§ **Source**
In this architectural anthropological field research and engagement,  through a critical ecofeminist approach, we will read about resisting, dispossessed and precar women of Hevsel Gardens.

For centuries, women have produced knowledge and experience in a variety of ways. However, the man-centred understanding of science has trivialised women’s experiences within the main narratives.

The market established by the women field owners of Hevsel at the entrance of the Mardin Kapı Cemetery. Photo: Ruken Aydoğdu

Who are these women?

– I have crossed paths with the women workers of the Hevsel Gardens.

I saw these women as I was walking across the Suriçi district of Diyarbakır. Two women sitting on the ground… plastic bags laid in front of them… plastic bags full of sweet fragrant herbs…

– What are these fragrant herbs? Mint? Pennyroyal?

One of the women turned toward me to answer my question. As she turned, I noticed something on her back. Two loops stitched with white thread on her maroon waistcoat…

She must have tried to stitch the tear on the back of her jacket. Who knows, perhaps it was the load on her back she had tried to stitch…

– What was it that compelled me so? Something like a flash, even though I had passed through the same spot countless times before… Who were these women?

– A voice: The Women of Hevsel! Mother Earths!

Mother Earths, yet city-dwelling women who came to the Hevsel Gardens in the early hours of the morning and spent the whole day in the fields with their families; women who raised their children in the fields and lived in the neighbourhoods surrounding the city wall. Women of all ages and backgrounds, some working their own ploughs, others seasonal or temporary workers, local or refugee, tradeswomen added up among these women who worked as agricultural labourers and earned a living from selling whatever they picked from the gardens in the historical intramural neighbourhoods of Diyarbakır. Refugee women who had migrated from villages to the city, away from the Syrian war, speaking different languages, possessing different cultural backgrounds, dwellers of the impoverished neighbourhoods, casual women workers, Mother Earths!

The city of Diyarbakır, which for years has continuously appeared on the agenda as part of a region associated with violence, therefore sticking in the public’s mind as such, actually teaches us new social data through the variety of user identities and storylines that have evolved as a result of the war and of the forms of resistance that have surfaced in its aftermath. The invisible forms of resistance that exist in this area where life is connected with nature, within a city known only for being part of a violence-torn region, are proof of the crucial necessity of reexamining the notion of resilience with the help of these women actors. The struggle given in the field, the struggle they give while selling what they harvest from the fields, the struggle they give dealing with the middle persons, the struggle they give against the masculine ruling power.

§ **Excerpted data**
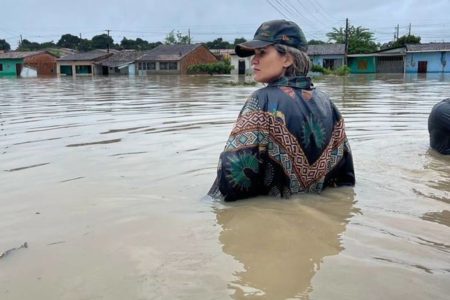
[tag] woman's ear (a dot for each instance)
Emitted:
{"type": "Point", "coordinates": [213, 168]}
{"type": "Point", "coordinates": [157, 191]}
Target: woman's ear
{"type": "Point", "coordinates": [288, 60]}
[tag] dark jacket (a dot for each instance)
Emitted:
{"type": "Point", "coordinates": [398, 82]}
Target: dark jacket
{"type": "Point", "coordinates": [289, 138]}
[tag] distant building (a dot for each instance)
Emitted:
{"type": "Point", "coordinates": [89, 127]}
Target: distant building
{"type": "Point", "coordinates": [120, 63]}
{"type": "Point", "coordinates": [329, 56]}
{"type": "Point", "coordinates": [173, 59]}
{"type": "Point", "coordinates": [413, 58]}
{"type": "Point", "coordinates": [27, 63]}
{"type": "Point", "coordinates": [241, 65]}
{"type": "Point", "coordinates": [427, 58]}
{"type": "Point", "coordinates": [82, 64]}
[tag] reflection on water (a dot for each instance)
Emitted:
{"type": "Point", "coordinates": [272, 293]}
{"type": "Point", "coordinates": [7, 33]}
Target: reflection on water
{"type": "Point", "coordinates": [281, 244]}
{"type": "Point", "coordinates": [116, 167]}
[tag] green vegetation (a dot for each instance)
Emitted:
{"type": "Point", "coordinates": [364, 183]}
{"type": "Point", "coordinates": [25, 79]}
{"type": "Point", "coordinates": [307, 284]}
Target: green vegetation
{"type": "Point", "coordinates": [360, 40]}
{"type": "Point", "coordinates": [221, 67]}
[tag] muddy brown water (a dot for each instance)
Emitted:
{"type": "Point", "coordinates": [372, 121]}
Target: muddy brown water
{"type": "Point", "coordinates": [105, 178]}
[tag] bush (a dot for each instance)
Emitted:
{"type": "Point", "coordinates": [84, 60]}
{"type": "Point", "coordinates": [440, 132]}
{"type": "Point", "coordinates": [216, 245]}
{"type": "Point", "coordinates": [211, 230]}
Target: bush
{"type": "Point", "coordinates": [221, 67]}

§ **The tasks**
(a) In the passage on the women of Hevsel Gardens, where did the women field owners set up their market?
(b) Continue the passage on the women of Hevsel Gardens from its final sentence.

§ **Expected results**
(a) At the entrance of the Mardin Kapı Cemetery.

(b)
Is it possible to look at how poorly visible the struggle given in the field by these women actors living at the intersection between the city and nature? At how crucial it is for this struggle to gain visibility, at the production praxes of the working women of the Hevsel Gardens, at the relationship they have formed with nature, at the modes of co-organization they have developed thanks to nature, at what nature has taken from them, at what they take from nature and at the channels through which we observe all this through a different perspective, with the help of the ecofeminist theory, and to grant visibility to the roles these women play in, the contribution they make to social life?

Eco-Healers / The Women of Hevsel is part of Urgent Pedagogies Issue#7: Entangled Topographies

Ruken Aydoğdu

is a researcher/architect. She works with topics such as the city, architecture, ecology, and feminism. She is the co-founder of RE-Design Architecture. She focuses on visible spaces of violence in the city of Diyarbakır, where geographies of violence are present, through stories that take place in these spaces, the archaeological/architectural layers, the forms of resistance, and how it appears to us. She tries to make it visible through art practices. She is a member of the Diyarbakır Chamber of Architects. In 2021, she was one of the researchers supported by the US Consulate of the “Designing Resilience” project in partnership with CAD+SR (the Center for Arts, Design, and Social Research) and İKSV’s Design Biennial.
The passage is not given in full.